---- Records shown

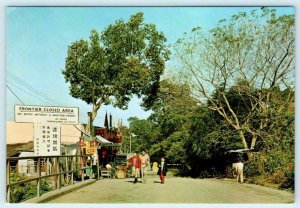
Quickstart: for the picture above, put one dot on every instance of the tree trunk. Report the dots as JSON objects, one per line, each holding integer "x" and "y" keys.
{"x": 90, "y": 126}
{"x": 242, "y": 137}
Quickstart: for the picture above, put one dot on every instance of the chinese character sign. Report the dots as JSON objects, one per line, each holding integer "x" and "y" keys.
{"x": 46, "y": 139}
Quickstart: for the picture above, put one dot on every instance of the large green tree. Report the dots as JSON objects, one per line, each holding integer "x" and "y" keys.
{"x": 127, "y": 58}
{"x": 257, "y": 50}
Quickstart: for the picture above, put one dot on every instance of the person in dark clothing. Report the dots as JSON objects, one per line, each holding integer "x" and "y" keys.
{"x": 162, "y": 170}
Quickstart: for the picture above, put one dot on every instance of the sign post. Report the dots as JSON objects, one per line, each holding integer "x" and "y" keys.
{"x": 47, "y": 125}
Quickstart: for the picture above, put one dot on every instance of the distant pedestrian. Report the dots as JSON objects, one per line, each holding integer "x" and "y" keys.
{"x": 162, "y": 170}
{"x": 135, "y": 163}
{"x": 239, "y": 167}
{"x": 145, "y": 161}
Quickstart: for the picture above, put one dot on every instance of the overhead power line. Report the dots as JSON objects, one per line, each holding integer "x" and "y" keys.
{"x": 29, "y": 87}
{"x": 14, "y": 94}
{"x": 32, "y": 95}
{"x": 29, "y": 93}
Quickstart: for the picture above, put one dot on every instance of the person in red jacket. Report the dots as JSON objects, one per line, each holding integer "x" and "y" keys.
{"x": 135, "y": 163}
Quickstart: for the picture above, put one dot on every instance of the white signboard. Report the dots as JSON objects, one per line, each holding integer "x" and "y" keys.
{"x": 33, "y": 114}
{"x": 46, "y": 139}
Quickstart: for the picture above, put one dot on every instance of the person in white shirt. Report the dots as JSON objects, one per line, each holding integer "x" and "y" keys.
{"x": 239, "y": 167}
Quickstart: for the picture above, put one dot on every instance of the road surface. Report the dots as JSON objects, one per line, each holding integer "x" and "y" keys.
{"x": 175, "y": 190}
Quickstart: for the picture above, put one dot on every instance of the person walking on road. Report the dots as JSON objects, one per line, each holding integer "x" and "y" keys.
{"x": 162, "y": 170}
{"x": 135, "y": 163}
{"x": 239, "y": 167}
{"x": 145, "y": 161}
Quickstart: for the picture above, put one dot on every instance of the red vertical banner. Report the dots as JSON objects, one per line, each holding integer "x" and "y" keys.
{"x": 106, "y": 121}
{"x": 81, "y": 143}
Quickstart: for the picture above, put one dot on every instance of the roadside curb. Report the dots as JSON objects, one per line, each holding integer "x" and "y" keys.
{"x": 56, "y": 193}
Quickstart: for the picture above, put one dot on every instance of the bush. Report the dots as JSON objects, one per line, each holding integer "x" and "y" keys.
{"x": 25, "y": 191}
{"x": 289, "y": 183}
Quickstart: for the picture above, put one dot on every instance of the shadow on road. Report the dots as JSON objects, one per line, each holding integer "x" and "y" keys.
{"x": 156, "y": 182}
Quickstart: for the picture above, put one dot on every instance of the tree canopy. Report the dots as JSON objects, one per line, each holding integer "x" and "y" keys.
{"x": 251, "y": 54}
{"x": 127, "y": 58}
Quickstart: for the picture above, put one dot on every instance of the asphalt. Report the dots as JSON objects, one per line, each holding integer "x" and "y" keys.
{"x": 175, "y": 190}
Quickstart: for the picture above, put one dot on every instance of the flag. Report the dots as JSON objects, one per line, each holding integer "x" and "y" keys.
{"x": 106, "y": 121}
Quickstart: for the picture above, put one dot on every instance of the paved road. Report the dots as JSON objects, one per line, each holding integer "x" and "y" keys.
{"x": 175, "y": 190}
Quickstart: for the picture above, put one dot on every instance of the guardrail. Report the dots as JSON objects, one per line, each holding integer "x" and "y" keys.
{"x": 72, "y": 163}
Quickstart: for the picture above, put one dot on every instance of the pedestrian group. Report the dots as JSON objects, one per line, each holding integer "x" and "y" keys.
{"x": 140, "y": 163}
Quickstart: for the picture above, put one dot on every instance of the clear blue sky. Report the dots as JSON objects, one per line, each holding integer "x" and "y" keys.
{"x": 38, "y": 38}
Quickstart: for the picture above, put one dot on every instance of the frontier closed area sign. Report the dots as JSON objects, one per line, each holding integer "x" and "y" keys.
{"x": 34, "y": 114}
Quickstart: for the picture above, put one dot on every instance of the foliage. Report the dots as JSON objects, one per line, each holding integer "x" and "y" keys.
{"x": 127, "y": 58}
{"x": 248, "y": 56}
{"x": 236, "y": 90}
{"x": 25, "y": 191}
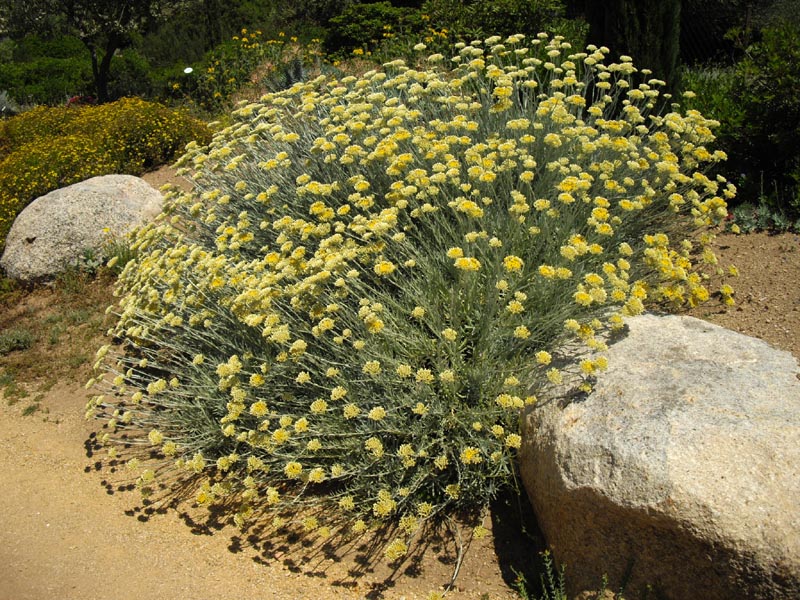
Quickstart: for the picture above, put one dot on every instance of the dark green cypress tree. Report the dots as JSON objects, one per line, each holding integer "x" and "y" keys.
{"x": 647, "y": 30}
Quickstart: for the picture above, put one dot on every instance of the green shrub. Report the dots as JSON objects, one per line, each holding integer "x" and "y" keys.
{"x": 363, "y": 26}
{"x": 48, "y": 148}
{"x": 243, "y": 61}
{"x": 339, "y": 326}
{"x": 758, "y": 105}
{"x": 46, "y": 71}
{"x": 473, "y": 19}
{"x": 12, "y": 340}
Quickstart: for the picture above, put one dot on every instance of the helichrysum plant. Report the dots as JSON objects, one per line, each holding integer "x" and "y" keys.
{"x": 338, "y": 328}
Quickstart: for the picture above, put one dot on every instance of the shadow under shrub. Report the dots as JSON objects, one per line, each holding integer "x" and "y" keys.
{"x": 338, "y": 328}
{"x": 47, "y": 148}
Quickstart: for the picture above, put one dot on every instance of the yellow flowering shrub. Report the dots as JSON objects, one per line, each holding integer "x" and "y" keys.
{"x": 47, "y": 148}
{"x": 375, "y": 275}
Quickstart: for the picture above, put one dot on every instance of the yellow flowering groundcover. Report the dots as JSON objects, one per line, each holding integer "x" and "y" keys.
{"x": 338, "y": 328}
{"x": 47, "y": 148}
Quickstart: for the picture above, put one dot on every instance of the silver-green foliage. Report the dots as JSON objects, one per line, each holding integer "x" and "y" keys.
{"x": 341, "y": 324}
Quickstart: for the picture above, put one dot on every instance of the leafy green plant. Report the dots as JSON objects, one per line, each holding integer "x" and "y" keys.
{"x": 757, "y": 102}
{"x": 47, "y": 148}
{"x": 363, "y": 26}
{"x": 12, "y": 340}
{"x": 475, "y": 20}
{"x": 339, "y": 325}
{"x": 246, "y": 59}
{"x": 43, "y": 71}
{"x": 8, "y": 108}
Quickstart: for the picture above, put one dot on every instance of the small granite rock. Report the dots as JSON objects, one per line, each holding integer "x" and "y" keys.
{"x": 680, "y": 470}
{"x": 58, "y": 228}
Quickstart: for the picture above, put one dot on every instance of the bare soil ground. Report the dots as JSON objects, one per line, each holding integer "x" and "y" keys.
{"x": 72, "y": 528}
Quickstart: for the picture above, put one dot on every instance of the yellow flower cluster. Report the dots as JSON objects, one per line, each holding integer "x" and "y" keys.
{"x": 377, "y": 274}
{"x": 48, "y": 148}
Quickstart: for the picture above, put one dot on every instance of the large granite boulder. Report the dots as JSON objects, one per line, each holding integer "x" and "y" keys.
{"x": 680, "y": 470}
{"x": 58, "y": 228}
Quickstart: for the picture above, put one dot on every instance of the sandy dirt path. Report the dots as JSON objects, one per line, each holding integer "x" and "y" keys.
{"x": 68, "y": 534}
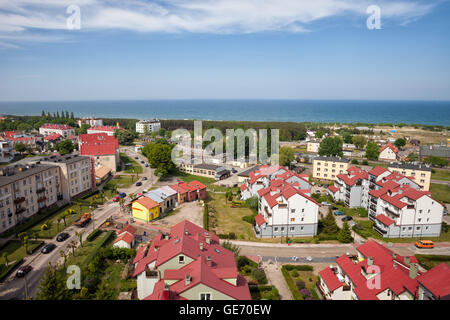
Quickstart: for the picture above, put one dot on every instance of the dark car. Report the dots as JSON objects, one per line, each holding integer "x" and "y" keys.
{"x": 23, "y": 271}
{"x": 62, "y": 236}
{"x": 48, "y": 248}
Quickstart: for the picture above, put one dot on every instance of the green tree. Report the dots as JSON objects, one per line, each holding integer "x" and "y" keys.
{"x": 64, "y": 147}
{"x": 53, "y": 285}
{"x": 400, "y": 142}
{"x": 345, "y": 235}
{"x": 372, "y": 150}
{"x": 359, "y": 141}
{"x": 331, "y": 147}
{"x": 20, "y": 147}
{"x": 286, "y": 156}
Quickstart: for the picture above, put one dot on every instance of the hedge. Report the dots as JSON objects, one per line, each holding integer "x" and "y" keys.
{"x": 93, "y": 235}
{"x": 11, "y": 267}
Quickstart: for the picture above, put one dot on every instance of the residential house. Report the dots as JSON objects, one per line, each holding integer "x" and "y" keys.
{"x": 64, "y": 130}
{"x": 188, "y": 264}
{"x": 327, "y": 168}
{"x": 388, "y": 152}
{"x": 421, "y": 173}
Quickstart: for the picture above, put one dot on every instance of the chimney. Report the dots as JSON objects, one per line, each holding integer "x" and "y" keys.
{"x": 413, "y": 271}
{"x": 407, "y": 260}
{"x": 187, "y": 280}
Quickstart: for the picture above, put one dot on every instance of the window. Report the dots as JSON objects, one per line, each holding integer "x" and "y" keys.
{"x": 205, "y": 296}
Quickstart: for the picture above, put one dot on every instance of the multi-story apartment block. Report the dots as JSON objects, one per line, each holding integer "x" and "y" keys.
{"x": 102, "y": 148}
{"x": 421, "y": 173}
{"x": 77, "y": 174}
{"x": 188, "y": 264}
{"x": 90, "y": 121}
{"x": 64, "y": 130}
{"x": 377, "y": 273}
{"x": 313, "y": 146}
{"x": 388, "y": 152}
{"x": 152, "y": 125}
{"x": 6, "y": 150}
{"x": 327, "y": 168}
{"x": 25, "y": 190}
{"x": 395, "y": 203}
{"x": 285, "y": 206}
{"x": 109, "y": 130}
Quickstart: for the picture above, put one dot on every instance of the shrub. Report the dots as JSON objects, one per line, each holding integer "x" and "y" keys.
{"x": 300, "y": 285}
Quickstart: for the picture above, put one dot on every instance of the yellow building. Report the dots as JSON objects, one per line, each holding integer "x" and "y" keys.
{"x": 327, "y": 168}
{"x": 145, "y": 209}
{"x": 421, "y": 173}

--------

**Task goal**
The required output is the line containing "of the multi-story" through the last line of the records above, each copied exactly and nothing more.

**Result for this task**
Quickstart: for the picture above, put one dot on every instance of the multi-story apartment block. Report the dots as JSON objects, one per line, each holding integer "x" and "y" keys.
{"x": 102, "y": 148}
{"x": 421, "y": 173}
{"x": 77, "y": 174}
{"x": 188, "y": 264}
{"x": 90, "y": 121}
{"x": 64, "y": 130}
{"x": 377, "y": 273}
{"x": 313, "y": 146}
{"x": 388, "y": 152}
{"x": 152, "y": 125}
{"x": 6, "y": 150}
{"x": 327, "y": 168}
{"x": 25, "y": 190}
{"x": 395, "y": 203}
{"x": 285, "y": 206}
{"x": 109, "y": 130}
Quickstart: for the picture above, put one dot on every instance of the shrub. Report the dots as JSON objects, one per line, each holding integer "x" and "y" keys.
{"x": 300, "y": 285}
Quickstart: for the picture above, put one dot on every instance of the yellow building. Report the dots as JSON objects, one per line, each holding integer "x" and "y" keys.
{"x": 327, "y": 168}
{"x": 145, "y": 209}
{"x": 421, "y": 173}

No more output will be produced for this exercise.